TASK STATEMENT: Emit the entire listing verbatim.
+--
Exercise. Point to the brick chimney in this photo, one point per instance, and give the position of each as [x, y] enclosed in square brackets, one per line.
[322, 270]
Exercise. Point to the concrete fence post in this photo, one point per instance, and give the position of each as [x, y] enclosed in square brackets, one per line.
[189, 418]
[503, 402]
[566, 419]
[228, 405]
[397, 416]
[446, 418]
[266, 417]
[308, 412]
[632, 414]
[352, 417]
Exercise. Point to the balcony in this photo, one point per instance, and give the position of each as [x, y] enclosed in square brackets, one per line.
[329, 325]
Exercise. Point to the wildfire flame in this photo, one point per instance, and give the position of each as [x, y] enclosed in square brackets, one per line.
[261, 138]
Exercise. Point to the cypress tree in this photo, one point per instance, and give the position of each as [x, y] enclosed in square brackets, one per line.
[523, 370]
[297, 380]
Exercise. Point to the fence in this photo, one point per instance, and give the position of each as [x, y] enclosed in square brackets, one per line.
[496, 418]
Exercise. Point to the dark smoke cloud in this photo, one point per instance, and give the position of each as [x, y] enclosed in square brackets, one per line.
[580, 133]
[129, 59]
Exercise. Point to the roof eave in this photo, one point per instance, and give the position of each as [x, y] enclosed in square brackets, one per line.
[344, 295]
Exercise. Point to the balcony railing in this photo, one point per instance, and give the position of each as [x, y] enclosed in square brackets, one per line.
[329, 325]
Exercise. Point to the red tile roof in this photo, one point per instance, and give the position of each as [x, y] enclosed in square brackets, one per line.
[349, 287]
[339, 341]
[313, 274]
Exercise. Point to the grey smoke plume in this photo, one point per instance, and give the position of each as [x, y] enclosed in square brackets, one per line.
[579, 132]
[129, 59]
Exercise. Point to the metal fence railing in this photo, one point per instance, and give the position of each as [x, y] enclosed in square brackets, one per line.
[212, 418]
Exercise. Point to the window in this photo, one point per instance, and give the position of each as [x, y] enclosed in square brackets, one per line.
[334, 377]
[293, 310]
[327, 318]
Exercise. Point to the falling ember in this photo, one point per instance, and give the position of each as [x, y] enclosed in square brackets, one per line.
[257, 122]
+--
OUTPUT BELOW:
Exercise. Point to the brick chimney in this photo, one point per instance, and give the position of each as [x, y] enclosed in square brackets, one per line.
[322, 270]
Exercise. Point to the concrete fence post in this photo, one point per instance, and give the position of each as [x, y] enclosed in square brackets, one per line.
[189, 418]
[503, 402]
[566, 419]
[228, 405]
[397, 416]
[446, 418]
[266, 417]
[308, 412]
[632, 414]
[352, 417]
Exercise. Point to the balcony in this photo, one point per instance, and give the position of each as [x, y] enclosed in square brackets, one per line.
[329, 325]
Exercise. Point to the wildfire flame in this photo, one point per instance, and give the position of each as [x, y] enclosed in square brackets, one per line.
[261, 138]
Exercise. Point to the cypress tree in this photo, one point per instance, and give the position of each as [x, y] enclosed in square brackets, one per line.
[523, 370]
[297, 380]
Exercise. Point to the fence in this photo, one point per instance, and give the position of each as [x, y] enclosed in square brackets, one per line.
[496, 418]
Exercise. Point to the dark smoke cloud in this photo, one point per instance, and give the position of each as [x, y] enclosed in square brackets, one per line.
[580, 133]
[129, 59]
Exercise. Point to the roof eave in this photo, one point per instance, and give the position of each as [x, y] enclosed in square brackets, one per line.
[344, 295]
Exercise. Point to the balcony railing in this photo, one point per instance, and give the position of each as [x, y] enclosed in square brackets, one per line.
[329, 325]
Exercise. Point to the red tile roof in this photo, one point per instance, and give the position of each as [x, y] enclosed in square brackets, one per line.
[349, 287]
[339, 341]
[313, 274]
Exercise. Point to the grey smoke plume in this photo, one point per instance, and give the position of each as [x, y] enclosed in square brackets, one per line.
[579, 132]
[129, 59]
Exercise. Point to the metal fence railing in this photo, one point per instance, and give the position of each as [x, y] enclosed in square brackets, one per line.
[212, 418]
Exercise. Point to the window in this photo, one point per instance, and give the position of each as [x, y] enclosed in square brackets, one per line.
[334, 377]
[293, 310]
[327, 318]
Exercise. Point to the falling ember in this photo, one point per instance, and give the position of each as [x, y] enclosed in square brackets, one per line.
[257, 122]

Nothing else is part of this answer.